[Start Text]

Worst game you finished because you liked it.

What is the objectively worst game you've finished, not because of outright stubbornness, losing a bet, or simply hate-playing it, but rather because you somehow found joy underneath all of the rubbish?

In my case that game would be the Sega CD's pack-in game, Sewer Shark. No doubt much of the reason was the novelty of the FMV-game medium to me on a brand-new system. However, teenage me also enjoyed the over the top cheesy script and presentation layered on top of a rather bland rail shooter. To be fair, if the price of getting to see annoying bermuda-shorts boss guy get his comeuppance was to shoot another several dozen sewer rats, then that was a price I was willing to pay.

Runners up:
Heiankyo Alien (GameBoy) - a game about invading aliens on a maze-like town map. You fight them off by digging holes, waiting for them to fall in, and then burying them alive before they can climb out. Ludicrous, but also oddly entertaining.
Crimson Sea (Xbox) - do you like shooting endless amounts of bugs with terribly repetitive gameplay? Not so much? Well, do you like massive cleavage? Then we've got the game for you! To be fair, the bug blasting was sometimes ok in a Dynasty-Warriors "zone out" sense (both game series by Koei), but I'm ashamed to admit that early 20's me became aware of the Crimson Sea mostly for the second reason stated above.

Mmmmmm

A game called Evil Zone on the psx
horrible yet amazing fighting game lol

Sewer Shark is still amazing to this day. Anyone who says otherwise is wrong.

[End Text]

## [To be done]
[1] According to the game thread, which system came with Sewer Shark as its pack-in game?
[2] Rewrite the part of the game thread that begins at "In my case that" and ends after "also oddly entertaining.", with "sewer rats" changed to "mutant rats".
[3] Continue the thread about bad games people finished because they liked them, picking up after its last post.
The data after this is separate from the game thread.

[Start Dataset content]

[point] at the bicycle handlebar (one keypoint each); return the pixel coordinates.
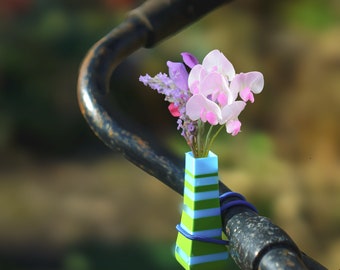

[End Dataset content]

## [Answers to the tasks]
[1] The Sega CD.

[2]
In my case that game would be the Sega CD's pack-in game, Sewer Shark. No doubt much of the reason was the novelty of the FMV-game medium to me on a brand-new system. However, teenage me also enjoyed the over the top cheesy script and presentation layered on top of a rather bland rail shooter. To be fair, if the price of getting to see annoying bermuda-shorts boss guy get his comeuppance was to shoot another several dozen mutant rats, then that was a price I was willing to pay.

Runners up:
Heiankyo Alien (GameBoy) - a game about invading aliens on a maze-like town map. You fight them off by digging holes, waiting for them to fall in, and then burying them alive before they can climb out. Ludicrous, but also oddly entertaining.

[3]
Dracula Unleashed on Sega CD, on the other hand, was a horrible nightmare of piss-poor acting, bad script, and horrendous UI/controls, but got dayum did I love that game and beat the hell out of it several times over back in the day.

Candice came this close to nabbing my GOTY 2017. In the end I went with UnExplored, but I'm still left wondering if I made the right decision.

Either way, it's the most entertaining $5 I've spent in years.

From the Community GOTY thread:

Candice is a grand odyssey of lo-fi jank. It looks like a train-wreck on the surface, but its hidden depths reveal a folk-art masterwork. It's like this one guy had a grand vision but not so much the raw talent. Yet...no one told him that, so he proceeded to brute force the production. To write, program, record dialogue & music...basically just do everything himself. And the results are glorious.

Evil pop singer Krystal has stolen the tan-van from Candice's best friend in the trailer park, leaving her without a way to maintain her sexy, glowing orange complexion. Now it's up to Candice to travel the world getting her magic back for the final showdown with Krystal. A crazy setup, but the 10+ hour story has a lot of heart.

The trailer says it all. On a side note, I spent a good number of weeks completely obsessed with the Soundtrack and still rock it on my phone to this day.

Strange oddity, Candice has her own Twitter feed (played completely in character) that still sees daily updates. Now that's commitment to your art!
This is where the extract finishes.